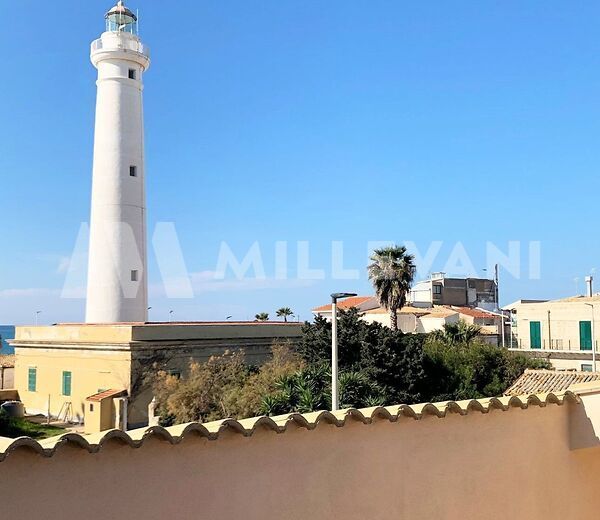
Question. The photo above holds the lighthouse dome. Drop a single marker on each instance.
(121, 19)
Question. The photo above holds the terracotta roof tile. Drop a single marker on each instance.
(7, 360)
(247, 427)
(534, 381)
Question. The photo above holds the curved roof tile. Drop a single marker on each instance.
(176, 434)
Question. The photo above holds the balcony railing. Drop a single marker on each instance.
(558, 345)
(127, 44)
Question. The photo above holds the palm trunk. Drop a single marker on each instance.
(394, 319)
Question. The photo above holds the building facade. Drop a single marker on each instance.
(58, 368)
(466, 292)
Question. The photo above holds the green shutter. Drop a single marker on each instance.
(32, 379)
(535, 334)
(66, 383)
(585, 335)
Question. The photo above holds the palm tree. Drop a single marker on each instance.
(392, 271)
(284, 312)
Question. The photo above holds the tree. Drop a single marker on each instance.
(284, 312)
(310, 389)
(392, 271)
(205, 394)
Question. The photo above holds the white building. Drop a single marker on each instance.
(117, 273)
(440, 289)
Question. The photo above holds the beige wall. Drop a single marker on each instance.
(102, 357)
(515, 464)
(560, 329)
(92, 369)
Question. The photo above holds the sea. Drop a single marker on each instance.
(6, 332)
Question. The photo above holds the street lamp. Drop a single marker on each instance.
(591, 305)
(334, 361)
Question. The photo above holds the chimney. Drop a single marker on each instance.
(588, 282)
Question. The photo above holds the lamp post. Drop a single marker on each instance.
(335, 395)
(591, 306)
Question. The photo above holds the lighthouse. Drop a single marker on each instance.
(117, 288)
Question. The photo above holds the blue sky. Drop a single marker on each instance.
(268, 121)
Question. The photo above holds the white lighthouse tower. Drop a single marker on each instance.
(117, 274)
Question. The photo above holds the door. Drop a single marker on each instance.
(585, 335)
(535, 334)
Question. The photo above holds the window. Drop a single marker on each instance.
(66, 383)
(585, 335)
(32, 379)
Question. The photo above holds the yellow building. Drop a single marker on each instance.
(58, 368)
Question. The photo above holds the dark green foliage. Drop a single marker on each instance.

■ WORK REQUIRED
Repeat exactly, and only, the lines from the line with "Question. The photo above holds the palm tree." through the end of the listing above, both ends included.

■ RESPONSE
Question. The photo above holds the palm tree. Drop a single marker on each instance.
(392, 271)
(284, 312)
Question. The photo above holds the tree. Drop a single marker on each instance.
(284, 312)
(310, 389)
(392, 271)
(205, 394)
Question. The photo above holds the white building. Drop a single marker on each instance.
(117, 273)
(440, 289)
Question. The photo above holds the beige wall. Drop a single marker on each instance.
(102, 357)
(515, 464)
(560, 329)
(92, 369)
Question. The photo above holds the sea. Drop a single marker on each instance.
(6, 332)
Question. The photo above holds the street lamp. Drop a single marker on each instance.
(591, 305)
(334, 361)
Question. The photo above holds the chimney. Drop a single marker on each instance.
(588, 282)
Question. The photo above holds the lamp post. Drop a single marker on each instance.
(335, 395)
(591, 306)
Question. The photo above holds the lighthouse. Drop a single marker on each instance.
(117, 288)
Question. The photo above holds the blue sky. Drop a single marker on each instance.
(268, 121)
Question. The photo above holds the white lighthouse tower. Drop a single marker on each instance.
(117, 274)
Question. The photo above holds the door. Drop a single marker on each instance.
(585, 335)
(535, 334)
Question. The photo above holds the window. Drop a single marker on each instance.
(66, 383)
(585, 335)
(32, 379)
Question. The photo above holds the yellow building. Drop a single marker on each instance.
(58, 368)
Question. The photo above holds the dark green foliage. Drop a single marker on each instance.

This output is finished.